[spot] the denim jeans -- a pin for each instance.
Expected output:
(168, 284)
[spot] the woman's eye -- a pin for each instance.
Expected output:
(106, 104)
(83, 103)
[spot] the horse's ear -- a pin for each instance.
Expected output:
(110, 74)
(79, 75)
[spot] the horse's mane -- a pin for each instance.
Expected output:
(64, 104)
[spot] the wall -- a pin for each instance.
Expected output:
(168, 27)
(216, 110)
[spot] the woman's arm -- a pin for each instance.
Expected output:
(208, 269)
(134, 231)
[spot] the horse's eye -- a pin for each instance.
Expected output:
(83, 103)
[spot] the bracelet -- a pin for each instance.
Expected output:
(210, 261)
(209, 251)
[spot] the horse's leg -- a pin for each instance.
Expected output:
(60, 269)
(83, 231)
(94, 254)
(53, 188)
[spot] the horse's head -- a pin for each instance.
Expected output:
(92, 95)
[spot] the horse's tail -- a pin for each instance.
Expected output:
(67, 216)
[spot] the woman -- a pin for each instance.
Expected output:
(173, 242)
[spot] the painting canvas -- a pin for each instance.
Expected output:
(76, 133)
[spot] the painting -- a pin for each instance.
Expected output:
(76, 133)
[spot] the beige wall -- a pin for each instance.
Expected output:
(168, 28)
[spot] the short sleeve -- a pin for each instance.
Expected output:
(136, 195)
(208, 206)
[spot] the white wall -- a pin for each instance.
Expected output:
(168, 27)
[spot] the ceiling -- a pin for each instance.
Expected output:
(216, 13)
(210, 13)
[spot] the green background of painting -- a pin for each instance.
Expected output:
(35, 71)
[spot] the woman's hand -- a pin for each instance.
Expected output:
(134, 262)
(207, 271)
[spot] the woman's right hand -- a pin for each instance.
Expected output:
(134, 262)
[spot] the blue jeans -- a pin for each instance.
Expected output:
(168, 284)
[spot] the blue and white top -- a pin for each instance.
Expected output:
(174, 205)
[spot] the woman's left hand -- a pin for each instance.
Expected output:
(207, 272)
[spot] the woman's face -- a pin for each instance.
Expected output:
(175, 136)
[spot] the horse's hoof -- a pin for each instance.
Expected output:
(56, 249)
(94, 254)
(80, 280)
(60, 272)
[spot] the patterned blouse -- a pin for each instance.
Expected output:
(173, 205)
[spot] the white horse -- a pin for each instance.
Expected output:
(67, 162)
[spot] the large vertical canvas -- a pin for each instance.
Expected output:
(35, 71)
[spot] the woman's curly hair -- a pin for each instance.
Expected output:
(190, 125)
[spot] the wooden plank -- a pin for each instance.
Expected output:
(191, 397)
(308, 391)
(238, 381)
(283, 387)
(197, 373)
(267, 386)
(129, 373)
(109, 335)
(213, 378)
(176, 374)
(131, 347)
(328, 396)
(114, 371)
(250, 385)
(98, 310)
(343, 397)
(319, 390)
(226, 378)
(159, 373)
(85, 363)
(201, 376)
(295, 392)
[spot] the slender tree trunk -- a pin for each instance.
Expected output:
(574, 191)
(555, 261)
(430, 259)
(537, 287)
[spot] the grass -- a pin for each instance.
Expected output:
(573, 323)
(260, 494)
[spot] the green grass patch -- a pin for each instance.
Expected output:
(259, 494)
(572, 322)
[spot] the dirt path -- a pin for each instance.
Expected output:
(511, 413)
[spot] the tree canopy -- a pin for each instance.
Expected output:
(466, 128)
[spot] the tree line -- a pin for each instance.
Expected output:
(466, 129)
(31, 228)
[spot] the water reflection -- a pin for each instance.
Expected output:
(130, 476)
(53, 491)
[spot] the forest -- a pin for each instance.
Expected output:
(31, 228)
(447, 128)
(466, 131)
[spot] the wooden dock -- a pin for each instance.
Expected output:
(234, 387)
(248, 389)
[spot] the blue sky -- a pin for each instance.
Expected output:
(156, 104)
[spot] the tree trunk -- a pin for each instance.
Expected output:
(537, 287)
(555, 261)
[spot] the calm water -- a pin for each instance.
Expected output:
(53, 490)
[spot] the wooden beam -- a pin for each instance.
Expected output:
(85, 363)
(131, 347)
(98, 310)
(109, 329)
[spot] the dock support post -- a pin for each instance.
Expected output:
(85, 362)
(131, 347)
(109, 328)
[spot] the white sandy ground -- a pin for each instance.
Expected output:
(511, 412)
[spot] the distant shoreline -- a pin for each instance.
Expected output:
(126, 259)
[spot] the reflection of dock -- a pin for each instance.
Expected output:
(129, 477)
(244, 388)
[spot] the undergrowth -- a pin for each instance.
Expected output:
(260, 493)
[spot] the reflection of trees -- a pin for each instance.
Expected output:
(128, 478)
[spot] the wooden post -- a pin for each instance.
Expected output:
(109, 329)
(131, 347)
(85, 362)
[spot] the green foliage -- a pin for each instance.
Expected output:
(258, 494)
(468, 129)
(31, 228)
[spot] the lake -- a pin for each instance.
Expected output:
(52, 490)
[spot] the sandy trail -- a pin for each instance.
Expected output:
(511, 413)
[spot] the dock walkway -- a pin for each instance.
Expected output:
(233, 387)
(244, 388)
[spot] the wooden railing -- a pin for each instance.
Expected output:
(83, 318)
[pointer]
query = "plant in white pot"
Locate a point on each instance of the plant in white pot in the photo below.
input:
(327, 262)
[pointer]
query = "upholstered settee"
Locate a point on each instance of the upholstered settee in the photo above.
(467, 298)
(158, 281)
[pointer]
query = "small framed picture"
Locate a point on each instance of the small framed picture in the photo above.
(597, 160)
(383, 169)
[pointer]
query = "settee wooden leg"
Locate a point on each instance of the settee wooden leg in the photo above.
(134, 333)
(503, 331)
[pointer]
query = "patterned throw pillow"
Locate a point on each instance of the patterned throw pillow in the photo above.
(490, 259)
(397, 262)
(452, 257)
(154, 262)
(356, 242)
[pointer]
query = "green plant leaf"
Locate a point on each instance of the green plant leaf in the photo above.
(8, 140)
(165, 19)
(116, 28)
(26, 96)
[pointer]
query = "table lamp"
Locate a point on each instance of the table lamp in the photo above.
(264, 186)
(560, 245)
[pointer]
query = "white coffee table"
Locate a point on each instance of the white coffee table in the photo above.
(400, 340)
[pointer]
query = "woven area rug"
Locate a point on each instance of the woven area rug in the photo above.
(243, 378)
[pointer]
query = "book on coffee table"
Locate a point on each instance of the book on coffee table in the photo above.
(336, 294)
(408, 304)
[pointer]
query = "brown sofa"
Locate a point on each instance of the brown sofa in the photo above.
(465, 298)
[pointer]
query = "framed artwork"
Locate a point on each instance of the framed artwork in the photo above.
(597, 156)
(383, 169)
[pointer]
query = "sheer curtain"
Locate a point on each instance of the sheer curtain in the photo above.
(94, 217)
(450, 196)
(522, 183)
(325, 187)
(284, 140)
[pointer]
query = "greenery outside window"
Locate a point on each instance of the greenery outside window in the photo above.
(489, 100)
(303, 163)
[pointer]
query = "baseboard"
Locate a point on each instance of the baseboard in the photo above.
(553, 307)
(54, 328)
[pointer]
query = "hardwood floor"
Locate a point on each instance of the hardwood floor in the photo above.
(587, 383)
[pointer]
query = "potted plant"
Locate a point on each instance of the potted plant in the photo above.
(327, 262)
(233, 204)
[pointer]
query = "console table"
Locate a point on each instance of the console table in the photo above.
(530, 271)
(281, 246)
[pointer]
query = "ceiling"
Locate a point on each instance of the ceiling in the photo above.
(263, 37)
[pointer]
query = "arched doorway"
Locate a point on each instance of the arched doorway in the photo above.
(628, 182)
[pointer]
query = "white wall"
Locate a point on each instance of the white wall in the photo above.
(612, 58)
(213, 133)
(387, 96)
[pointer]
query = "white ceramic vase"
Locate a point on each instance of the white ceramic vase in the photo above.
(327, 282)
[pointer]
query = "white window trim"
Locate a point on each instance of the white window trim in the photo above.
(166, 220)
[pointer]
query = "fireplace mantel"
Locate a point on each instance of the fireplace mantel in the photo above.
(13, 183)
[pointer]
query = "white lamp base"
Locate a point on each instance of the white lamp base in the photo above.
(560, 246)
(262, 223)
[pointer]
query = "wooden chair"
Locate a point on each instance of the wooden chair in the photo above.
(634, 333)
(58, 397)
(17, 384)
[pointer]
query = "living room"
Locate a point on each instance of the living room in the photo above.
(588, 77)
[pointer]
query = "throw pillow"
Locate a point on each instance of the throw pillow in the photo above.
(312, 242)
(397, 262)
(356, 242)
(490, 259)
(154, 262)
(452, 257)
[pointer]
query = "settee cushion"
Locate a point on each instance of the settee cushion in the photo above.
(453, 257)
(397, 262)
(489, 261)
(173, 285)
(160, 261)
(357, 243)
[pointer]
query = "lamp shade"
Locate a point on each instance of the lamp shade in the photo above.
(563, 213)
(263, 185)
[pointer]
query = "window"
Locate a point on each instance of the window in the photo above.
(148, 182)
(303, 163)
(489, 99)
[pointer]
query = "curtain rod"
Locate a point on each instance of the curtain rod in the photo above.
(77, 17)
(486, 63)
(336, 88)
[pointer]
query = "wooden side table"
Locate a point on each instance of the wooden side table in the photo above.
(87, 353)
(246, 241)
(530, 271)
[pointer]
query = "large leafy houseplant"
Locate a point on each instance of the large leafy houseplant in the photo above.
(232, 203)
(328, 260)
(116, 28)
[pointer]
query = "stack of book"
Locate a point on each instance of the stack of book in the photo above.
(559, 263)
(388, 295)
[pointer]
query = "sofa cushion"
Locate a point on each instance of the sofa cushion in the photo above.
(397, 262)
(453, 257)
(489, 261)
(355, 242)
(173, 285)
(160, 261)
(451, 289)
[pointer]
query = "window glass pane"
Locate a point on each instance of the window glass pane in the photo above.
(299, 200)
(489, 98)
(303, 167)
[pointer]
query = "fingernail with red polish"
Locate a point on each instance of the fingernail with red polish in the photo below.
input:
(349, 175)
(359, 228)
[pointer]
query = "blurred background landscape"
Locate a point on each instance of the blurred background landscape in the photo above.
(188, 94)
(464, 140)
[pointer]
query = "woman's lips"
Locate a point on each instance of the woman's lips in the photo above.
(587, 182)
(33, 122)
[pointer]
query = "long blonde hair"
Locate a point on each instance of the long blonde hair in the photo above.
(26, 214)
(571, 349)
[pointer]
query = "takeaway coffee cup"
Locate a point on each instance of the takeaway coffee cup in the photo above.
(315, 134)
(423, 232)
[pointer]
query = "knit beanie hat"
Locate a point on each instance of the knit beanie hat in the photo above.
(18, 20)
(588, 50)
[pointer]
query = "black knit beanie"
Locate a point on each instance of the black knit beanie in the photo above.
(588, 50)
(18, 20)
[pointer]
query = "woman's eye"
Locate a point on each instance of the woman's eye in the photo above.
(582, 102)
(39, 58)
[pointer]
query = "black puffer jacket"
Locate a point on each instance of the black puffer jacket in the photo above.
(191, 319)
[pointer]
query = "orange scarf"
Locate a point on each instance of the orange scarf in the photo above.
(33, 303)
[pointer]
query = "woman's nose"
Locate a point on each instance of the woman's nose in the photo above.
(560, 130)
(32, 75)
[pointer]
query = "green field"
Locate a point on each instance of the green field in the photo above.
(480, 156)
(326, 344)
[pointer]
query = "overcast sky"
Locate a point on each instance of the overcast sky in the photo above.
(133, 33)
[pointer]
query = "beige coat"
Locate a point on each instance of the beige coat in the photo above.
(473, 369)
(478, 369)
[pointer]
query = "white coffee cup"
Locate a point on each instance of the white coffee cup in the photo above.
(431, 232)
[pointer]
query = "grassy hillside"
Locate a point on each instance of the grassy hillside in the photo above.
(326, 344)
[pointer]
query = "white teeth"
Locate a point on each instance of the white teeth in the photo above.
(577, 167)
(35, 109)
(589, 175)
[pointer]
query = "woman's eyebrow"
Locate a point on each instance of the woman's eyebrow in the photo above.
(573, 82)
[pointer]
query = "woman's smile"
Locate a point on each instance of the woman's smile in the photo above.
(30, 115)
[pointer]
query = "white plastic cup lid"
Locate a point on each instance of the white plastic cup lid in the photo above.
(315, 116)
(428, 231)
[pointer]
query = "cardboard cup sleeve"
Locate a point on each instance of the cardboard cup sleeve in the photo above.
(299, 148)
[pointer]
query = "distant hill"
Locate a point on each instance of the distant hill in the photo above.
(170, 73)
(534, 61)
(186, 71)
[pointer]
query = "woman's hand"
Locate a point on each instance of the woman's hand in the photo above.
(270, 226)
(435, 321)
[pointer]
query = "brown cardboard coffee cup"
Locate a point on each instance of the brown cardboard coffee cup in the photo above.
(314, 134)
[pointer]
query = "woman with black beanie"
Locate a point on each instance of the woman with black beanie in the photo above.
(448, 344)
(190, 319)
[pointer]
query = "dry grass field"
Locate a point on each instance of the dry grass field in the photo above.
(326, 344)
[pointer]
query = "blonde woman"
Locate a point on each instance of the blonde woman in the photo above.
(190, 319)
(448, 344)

■ **Written request**: Identify every line in the entries above that contains the word "ceramic", and copy each of those lines in full.

■ **Right answer**:
query = "white ceramic vase"
Locate a point on each instance of the white ceramic vase in the photo above.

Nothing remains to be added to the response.